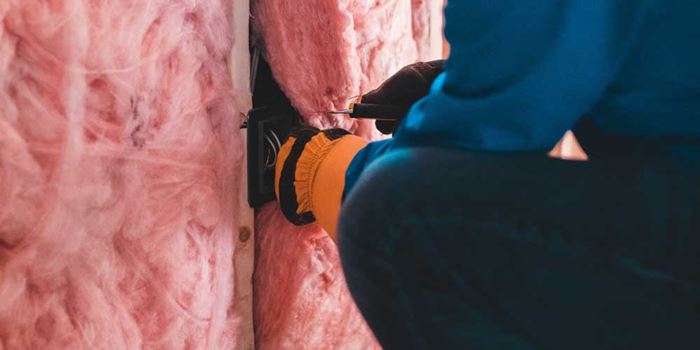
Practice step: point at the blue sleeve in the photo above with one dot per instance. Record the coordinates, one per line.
(520, 74)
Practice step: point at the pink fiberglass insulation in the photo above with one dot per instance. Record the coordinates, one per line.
(118, 153)
(323, 52)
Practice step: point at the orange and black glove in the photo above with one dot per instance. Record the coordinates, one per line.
(310, 175)
(404, 88)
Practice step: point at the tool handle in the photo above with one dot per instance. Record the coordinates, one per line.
(379, 112)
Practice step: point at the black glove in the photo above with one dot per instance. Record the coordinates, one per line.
(404, 88)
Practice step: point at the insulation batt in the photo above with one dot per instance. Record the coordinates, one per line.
(323, 52)
(118, 174)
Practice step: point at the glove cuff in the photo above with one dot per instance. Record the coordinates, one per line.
(296, 169)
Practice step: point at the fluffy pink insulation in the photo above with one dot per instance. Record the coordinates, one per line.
(118, 172)
(323, 52)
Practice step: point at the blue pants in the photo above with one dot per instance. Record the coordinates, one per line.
(453, 250)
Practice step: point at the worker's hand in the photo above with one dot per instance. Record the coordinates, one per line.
(404, 88)
(310, 174)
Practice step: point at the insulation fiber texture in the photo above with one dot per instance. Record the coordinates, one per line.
(322, 53)
(117, 182)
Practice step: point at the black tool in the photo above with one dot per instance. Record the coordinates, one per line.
(268, 125)
(375, 111)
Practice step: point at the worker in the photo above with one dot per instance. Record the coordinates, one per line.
(460, 232)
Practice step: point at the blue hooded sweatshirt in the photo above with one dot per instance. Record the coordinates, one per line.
(522, 73)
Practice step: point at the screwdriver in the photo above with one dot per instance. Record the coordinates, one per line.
(375, 111)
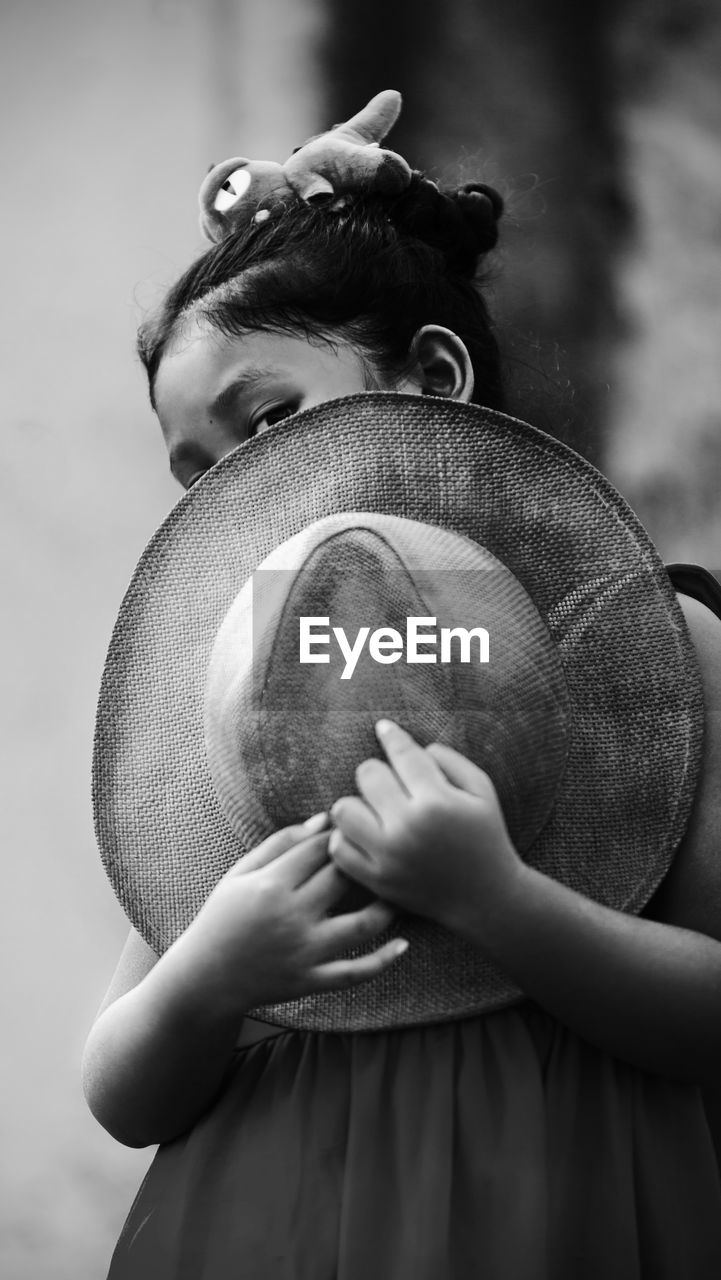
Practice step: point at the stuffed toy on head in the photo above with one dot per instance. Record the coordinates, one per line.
(346, 160)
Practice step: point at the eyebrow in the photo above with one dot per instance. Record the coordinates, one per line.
(238, 384)
(185, 453)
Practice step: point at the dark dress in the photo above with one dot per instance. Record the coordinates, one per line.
(500, 1147)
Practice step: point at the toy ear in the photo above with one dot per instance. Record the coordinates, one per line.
(374, 120)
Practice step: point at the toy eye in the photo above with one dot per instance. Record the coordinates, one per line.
(234, 186)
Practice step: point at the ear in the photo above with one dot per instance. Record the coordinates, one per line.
(441, 364)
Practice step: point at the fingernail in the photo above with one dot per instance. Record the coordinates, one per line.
(316, 822)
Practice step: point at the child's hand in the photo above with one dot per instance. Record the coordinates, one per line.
(264, 936)
(427, 833)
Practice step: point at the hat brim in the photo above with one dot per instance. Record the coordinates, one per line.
(576, 548)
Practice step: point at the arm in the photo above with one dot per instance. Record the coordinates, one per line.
(164, 1038)
(647, 990)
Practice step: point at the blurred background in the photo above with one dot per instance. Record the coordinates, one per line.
(602, 126)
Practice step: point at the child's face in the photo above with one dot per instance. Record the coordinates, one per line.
(214, 392)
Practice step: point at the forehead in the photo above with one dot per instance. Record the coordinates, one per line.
(200, 361)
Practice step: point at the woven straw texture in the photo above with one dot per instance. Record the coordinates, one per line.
(283, 739)
(633, 731)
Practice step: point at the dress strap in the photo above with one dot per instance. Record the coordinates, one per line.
(698, 583)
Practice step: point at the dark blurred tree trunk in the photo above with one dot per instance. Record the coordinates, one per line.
(520, 94)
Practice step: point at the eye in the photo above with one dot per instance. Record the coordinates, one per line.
(268, 417)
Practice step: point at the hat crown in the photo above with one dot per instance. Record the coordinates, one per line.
(411, 622)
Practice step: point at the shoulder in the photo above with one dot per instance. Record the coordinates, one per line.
(704, 629)
(135, 963)
(690, 895)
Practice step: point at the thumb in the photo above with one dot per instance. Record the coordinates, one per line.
(374, 120)
(460, 771)
(279, 842)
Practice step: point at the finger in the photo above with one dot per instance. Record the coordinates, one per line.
(379, 787)
(375, 119)
(413, 764)
(343, 932)
(459, 769)
(297, 864)
(357, 823)
(351, 860)
(324, 887)
(350, 973)
(273, 846)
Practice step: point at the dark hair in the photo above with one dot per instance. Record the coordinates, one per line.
(372, 273)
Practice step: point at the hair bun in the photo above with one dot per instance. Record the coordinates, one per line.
(462, 223)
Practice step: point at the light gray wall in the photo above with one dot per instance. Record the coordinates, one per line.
(112, 113)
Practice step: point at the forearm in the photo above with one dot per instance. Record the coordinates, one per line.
(646, 992)
(156, 1057)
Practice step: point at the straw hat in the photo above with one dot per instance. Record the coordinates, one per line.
(588, 713)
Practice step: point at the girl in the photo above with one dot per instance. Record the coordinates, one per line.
(558, 1138)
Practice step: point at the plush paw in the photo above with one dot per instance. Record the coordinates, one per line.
(346, 160)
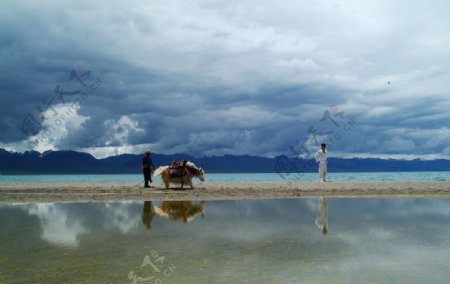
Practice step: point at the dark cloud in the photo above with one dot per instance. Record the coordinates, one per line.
(221, 78)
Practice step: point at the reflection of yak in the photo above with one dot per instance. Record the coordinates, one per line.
(186, 173)
(147, 214)
(180, 210)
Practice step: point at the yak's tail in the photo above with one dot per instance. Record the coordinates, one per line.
(159, 170)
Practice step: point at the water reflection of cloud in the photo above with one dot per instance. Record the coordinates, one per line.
(57, 227)
(118, 215)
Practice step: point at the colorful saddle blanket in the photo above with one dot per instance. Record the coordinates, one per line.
(176, 169)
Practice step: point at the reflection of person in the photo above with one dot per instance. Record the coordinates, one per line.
(321, 158)
(322, 218)
(147, 166)
(180, 210)
(147, 214)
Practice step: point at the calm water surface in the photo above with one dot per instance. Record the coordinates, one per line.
(322, 240)
(234, 177)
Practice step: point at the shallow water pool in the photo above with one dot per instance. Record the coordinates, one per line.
(310, 240)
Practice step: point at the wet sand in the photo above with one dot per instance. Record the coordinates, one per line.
(58, 192)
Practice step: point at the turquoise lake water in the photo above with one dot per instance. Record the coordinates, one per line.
(137, 178)
(246, 241)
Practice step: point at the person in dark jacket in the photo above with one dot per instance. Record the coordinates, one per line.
(147, 167)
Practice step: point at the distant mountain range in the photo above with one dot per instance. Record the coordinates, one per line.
(72, 162)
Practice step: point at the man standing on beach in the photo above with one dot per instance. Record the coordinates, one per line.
(147, 166)
(321, 158)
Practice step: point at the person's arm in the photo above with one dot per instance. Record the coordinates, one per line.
(144, 163)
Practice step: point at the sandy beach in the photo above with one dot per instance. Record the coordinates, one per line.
(56, 192)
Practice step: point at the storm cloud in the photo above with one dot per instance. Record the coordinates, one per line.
(221, 77)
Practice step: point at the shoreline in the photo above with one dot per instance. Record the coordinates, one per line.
(82, 192)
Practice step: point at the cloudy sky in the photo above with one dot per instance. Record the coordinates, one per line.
(370, 78)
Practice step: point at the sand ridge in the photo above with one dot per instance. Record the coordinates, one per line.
(62, 192)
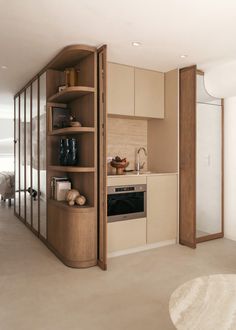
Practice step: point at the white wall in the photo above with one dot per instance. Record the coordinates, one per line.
(230, 168)
(208, 168)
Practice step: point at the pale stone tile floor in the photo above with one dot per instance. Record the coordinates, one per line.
(38, 292)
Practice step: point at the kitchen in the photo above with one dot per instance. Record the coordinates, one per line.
(142, 127)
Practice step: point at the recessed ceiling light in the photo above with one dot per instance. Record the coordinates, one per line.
(136, 43)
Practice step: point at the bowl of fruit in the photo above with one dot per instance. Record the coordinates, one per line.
(119, 164)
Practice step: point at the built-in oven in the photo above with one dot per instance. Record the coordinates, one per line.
(126, 202)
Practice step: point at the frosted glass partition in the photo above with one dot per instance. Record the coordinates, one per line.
(42, 165)
(209, 162)
(35, 199)
(28, 154)
(22, 156)
(17, 146)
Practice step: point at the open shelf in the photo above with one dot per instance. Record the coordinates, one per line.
(72, 130)
(75, 208)
(72, 169)
(70, 56)
(71, 93)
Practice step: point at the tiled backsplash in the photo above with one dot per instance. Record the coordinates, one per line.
(124, 138)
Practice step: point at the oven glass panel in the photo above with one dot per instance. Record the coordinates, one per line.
(126, 203)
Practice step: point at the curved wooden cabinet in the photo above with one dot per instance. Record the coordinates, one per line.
(72, 234)
(73, 81)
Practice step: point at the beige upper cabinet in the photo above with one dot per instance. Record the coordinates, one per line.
(161, 208)
(149, 93)
(120, 89)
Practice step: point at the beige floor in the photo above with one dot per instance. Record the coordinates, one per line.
(38, 292)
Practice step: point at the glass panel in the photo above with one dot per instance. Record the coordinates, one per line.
(209, 169)
(42, 166)
(28, 156)
(17, 143)
(22, 156)
(34, 192)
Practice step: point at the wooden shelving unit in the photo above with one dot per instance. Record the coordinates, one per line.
(72, 230)
(80, 209)
(70, 93)
(77, 235)
(72, 130)
(71, 169)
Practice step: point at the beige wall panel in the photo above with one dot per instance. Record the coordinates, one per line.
(163, 134)
(126, 180)
(161, 208)
(120, 89)
(124, 137)
(127, 234)
(149, 93)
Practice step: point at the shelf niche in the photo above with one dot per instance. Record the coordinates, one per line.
(72, 230)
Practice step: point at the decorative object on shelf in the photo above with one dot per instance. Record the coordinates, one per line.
(80, 200)
(119, 164)
(54, 182)
(62, 187)
(71, 196)
(73, 122)
(68, 152)
(60, 117)
(71, 77)
(61, 88)
(33, 193)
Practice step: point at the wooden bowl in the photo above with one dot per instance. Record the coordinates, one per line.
(75, 124)
(119, 166)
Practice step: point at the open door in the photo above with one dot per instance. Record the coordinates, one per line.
(102, 158)
(187, 156)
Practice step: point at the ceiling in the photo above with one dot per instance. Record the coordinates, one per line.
(33, 31)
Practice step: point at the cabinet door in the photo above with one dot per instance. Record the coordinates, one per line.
(149, 93)
(126, 234)
(120, 89)
(161, 208)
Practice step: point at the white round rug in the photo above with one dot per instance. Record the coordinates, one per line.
(205, 303)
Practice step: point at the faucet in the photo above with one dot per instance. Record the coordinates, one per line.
(138, 165)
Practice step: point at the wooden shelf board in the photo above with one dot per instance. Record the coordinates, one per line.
(71, 93)
(75, 208)
(70, 56)
(72, 169)
(72, 130)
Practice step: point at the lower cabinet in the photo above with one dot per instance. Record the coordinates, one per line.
(162, 209)
(162, 214)
(72, 234)
(126, 234)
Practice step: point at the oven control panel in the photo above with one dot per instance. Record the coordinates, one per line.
(126, 189)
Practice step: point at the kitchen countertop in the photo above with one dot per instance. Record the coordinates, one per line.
(135, 174)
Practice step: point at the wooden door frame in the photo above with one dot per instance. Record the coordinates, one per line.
(220, 234)
(102, 157)
(187, 235)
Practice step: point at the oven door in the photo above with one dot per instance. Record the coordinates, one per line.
(126, 205)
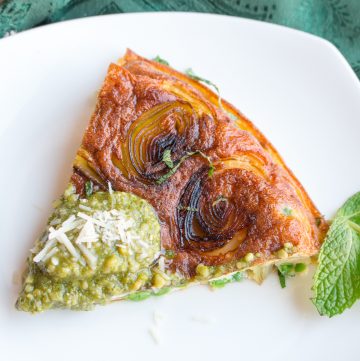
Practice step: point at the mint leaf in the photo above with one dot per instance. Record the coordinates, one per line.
(160, 60)
(337, 278)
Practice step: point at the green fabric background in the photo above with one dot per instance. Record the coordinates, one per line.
(335, 20)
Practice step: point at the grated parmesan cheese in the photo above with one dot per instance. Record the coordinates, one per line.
(90, 258)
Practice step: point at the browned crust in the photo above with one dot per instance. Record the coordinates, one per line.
(259, 185)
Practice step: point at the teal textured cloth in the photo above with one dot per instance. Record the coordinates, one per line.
(335, 20)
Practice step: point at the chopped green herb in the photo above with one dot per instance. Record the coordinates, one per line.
(281, 279)
(169, 253)
(300, 267)
(337, 278)
(222, 282)
(89, 188)
(219, 199)
(139, 296)
(211, 170)
(162, 291)
(167, 158)
(287, 211)
(189, 72)
(285, 270)
(318, 221)
(173, 170)
(238, 276)
(190, 209)
(160, 60)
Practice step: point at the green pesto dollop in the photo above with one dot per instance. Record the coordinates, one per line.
(119, 263)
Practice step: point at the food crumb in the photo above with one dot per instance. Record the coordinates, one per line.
(155, 334)
(203, 319)
(16, 279)
(158, 316)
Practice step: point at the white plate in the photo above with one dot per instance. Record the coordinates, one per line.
(297, 89)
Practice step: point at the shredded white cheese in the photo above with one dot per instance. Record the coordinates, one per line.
(50, 254)
(90, 258)
(49, 244)
(87, 234)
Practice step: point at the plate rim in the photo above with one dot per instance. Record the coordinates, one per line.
(94, 18)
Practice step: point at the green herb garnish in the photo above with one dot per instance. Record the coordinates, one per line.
(282, 279)
(222, 282)
(139, 296)
(167, 158)
(300, 267)
(160, 60)
(337, 278)
(89, 188)
(285, 270)
(189, 72)
(162, 291)
(173, 170)
(169, 253)
(219, 199)
(190, 209)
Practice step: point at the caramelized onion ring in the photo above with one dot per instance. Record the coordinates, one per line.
(173, 126)
(214, 212)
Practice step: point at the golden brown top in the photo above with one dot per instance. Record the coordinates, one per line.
(218, 186)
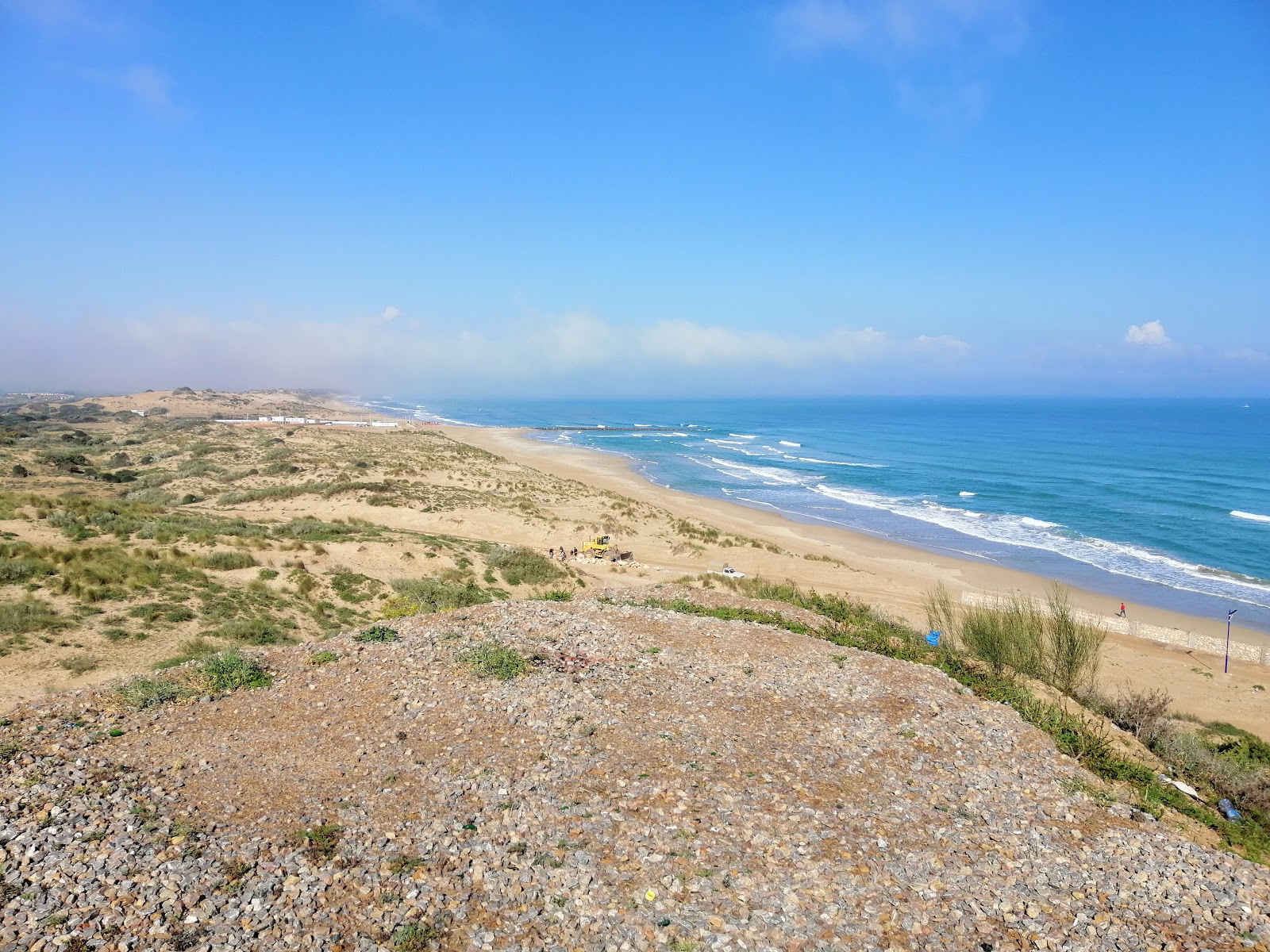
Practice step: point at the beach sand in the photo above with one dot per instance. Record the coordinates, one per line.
(895, 578)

*-*-*

- EXERCISE INSTRUCTIONS
Output verbatim the lines beginning at the line with "Practice step: point at the grated" and ending at the last line of the material above, inclusive. Do not carry over any pictures.

- EXERCISE RESPONSE
Practice step: point at the grated parmesan cheese in the photo above with one dot per instance. Record the coordinates, one per line.
(90, 258)
Practice step: point at the browned crust in the photo above with one dot per instance. Record the coordinates, one per line.
(259, 185)
Practice step: point at the teal textured cloth in the photo above with one dot per instance. Record the coordinates, one per line.
(335, 20)
Practice step: point at the chopped green herb in the photo above with one dot per instance. Record the coordinates, one per line.
(281, 279)
(169, 253)
(300, 267)
(337, 278)
(222, 282)
(89, 188)
(219, 199)
(139, 296)
(211, 170)
(162, 291)
(167, 158)
(287, 211)
(189, 72)
(285, 270)
(318, 221)
(173, 170)
(238, 276)
(190, 209)
(160, 60)
Practice step: point at the green pesto dollop in the photo above with one dot per instance. Record the coordinates, one per line.
(119, 263)
Practice step: point at the food crumb in the photo above with one dot per instance. Record the coordinates, one per line.
(155, 334)
(203, 319)
(16, 279)
(158, 316)
Practice step: point at the white plate in the photo above with one dot per instance. Record the coordinates, one per line.
(297, 89)
Practice step: point at the shredded white cheese in the photo above with one dot per instance. Record the coordinates, one per line.
(50, 254)
(90, 258)
(49, 244)
(87, 234)
Practice step: point at the plate rim in the photo above with one dot per instance. Record the coordinates, one per line.
(94, 18)
Practice step: point at the green herb garnish in the photo above with one dot per instance. Record the coordinates, one per line.
(282, 279)
(222, 282)
(139, 296)
(167, 158)
(300, 267)
(160, 60)
(337, 278)
(89, 188)
(285, 270)
(189, 72)
(162, 291)
(173, 170)
(169, 253)
(219, 199)
(190, 209)
Practice step: point at the caramelized onion ring in the photo above with one dot per instance. Record the coordinates, one per line.
(173, 126)
(214, 212)
Practice step: point at the golden brown top in the photo above with one dot per instance. Record the coordinates, one per line.
(218, 186)
Practice step: point at the beach sand in the photo above with one dot per instance. Record the coordinates, one per line.
(895, 578)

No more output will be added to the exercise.